**DOCUMENT**
■ ■ ■ ■

One of the main implications of Theorem 3 is a continuous time analog, i.e.,**it proves the existence of an object (or objects) (\(B_{t}^{\infty}\) and the \(B_{ct}\)) that can, at our level of abstraction, be considered to be the "most random" flows possible**(we will return to this when we discuss the randomness hierarchy continuous time). - It was not previously known if the Bernoulli shift \(\frac {1}{2}\ ,\) \(\frac {1}{2}\) had a square root. Our theorem can be thought of as a very strong answer.

### Bernoulli examples

Perhaps the most important parts of the Ornstein theory are criteria for determining whether or not a shift or flow is Bernoulli (a Bernoulli shift, \(B_{ct}\ ,\) or \(B_{t}^{\infty}\)) because it allows us to prove that certain concrete systems are Bernoulli^{1}. These criteria, however, take the longest to describe and we will start with a sampling of some of their consequences and postpone their description to the end of this article.

- The flow that we get from the following stationary process is isomorphic to \(B_{ct}\ :\) the process has two outputs, A and B. A lasts for time \(t_a\) and B lasts for time \(t_b\ .\) At the end of this time, we flip a coin to determine the next output (\( t_a\) and \(t_b\) are not rationally related).
- The flow we get from Brownian motion on the unit interval with reflecting barriers is isomorphic to \(B_{t}^{\infty}\)
^{2}. - Geodesic flow on a manifold, \(M\ ,\) of negative curvature is isomorphic to \(B_{ct}\)

■ ■ ■ ■

**DATA**
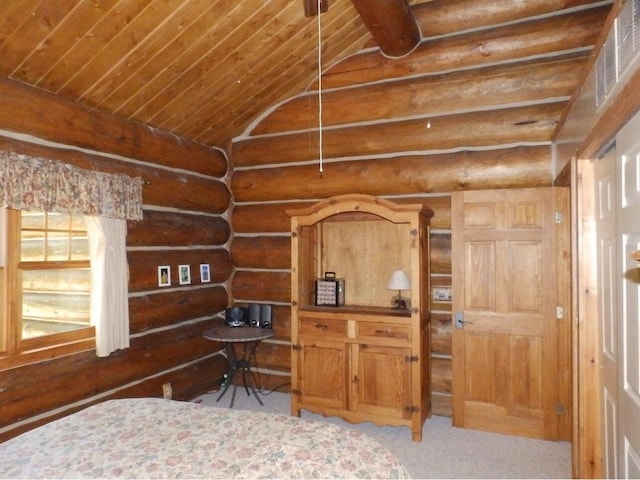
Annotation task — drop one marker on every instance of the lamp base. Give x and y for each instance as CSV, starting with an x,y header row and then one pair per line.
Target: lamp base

■ ■ ■ ■

**SET OF TASKS**
1. Duplicate the passage on Bernoulli shifts from "One of the main" up to and including "very strong answer.".
2. In the passage on Bernoulli shifts, how is the next output chosen in the process with outputs A and B?
3. Resume the passage on Bernoulli shifts from the point where it stops.

**RESULTS FOR THE EXERCISE**
1.
One of the main implications of Theorem 3 is a continuous time analog, i.e.,**it proves the existence of an object (or objects) (\(B_{t}^{\infty}\) and the \(B_{ct}\)) that can, at our level of abstraction, be considered to be the "most random" flows possible**(we will return to this when we discuss the randomness hierarchy continuous time). - It was not previously known if the Bernoulli shift \(\frac {1}{2}\ ,\) \(\frac {1}{2}\) had a square root. Our theorem can be thought of as a very strong answer.

2. At the end of the current output's time, a coin is flipped to determine the next output.

3.
^{3}(the flow is actually on the tangent space to \(M\)). - The motion of a billiard ball on a table with a finite number of convex obstacles (Sinai billiards) is isomorphic to \(B_{ct}\)
^{4}. - Let \(T_t\) be a smooth flow on a compact 3-dimensional manifold with a smooth invariant measure,
^{5}then: each ergodic component on which \(T_t\) has positive entropy, has positive probability, and is either \(B_{ct}\) or \(B_{ct} \times R_{t}\) (\( R_{t}\) is rotation of the circle)^{6}.

(The analogous result holds for diffeomorphisms on 2-dimensional manifolds.)

- Mixing Markov processes or mixing multi-step Markov processes are Bernoulli shifts.
- Ergodic automorphisms of compact groups are Bernoulli shifts
^{7}.

__Remarks:__

**It was previously believed that flows arising from "random" stationary processes (i.e., the time evolution is governed by coin flipping) and the flows arising from dynamical systems where the time evolution is governed by Newton's law were distinct.**- This also has relevance to chaos "theory," which is about the ways that some Newtonian or deterministic systems "behave as if they were random."

### "Randomness" hierarchy (discrete time)

We can think of the "randomness"^{8} or "lack of determinism" of an abstract transformation \((T,X)\) in terms of the collection all finite or countable valued processes \(T, F, X\) (i.e., measurements on the system). From this point of view, we should look at all factors (all \(F\ ,\) not just those that generate the \(\sigma\) algebra.)

- Completely deterministic: the past of \(T, F, X\) determines the future. This is the same as zero entropy (all factors have zero entropy).
- Positive entropy: Could have zero entropy factors. Must have a Bernoulli factor of full entropy (Theorem 2b).
- Completely positive entropy (the K-property): Eliminates zero entropy factors.
- Bernoulli shifts: Only Bernoulli factors (Theorem 2a).

### Counter examples

Counter examples flesh out the hierarchy above.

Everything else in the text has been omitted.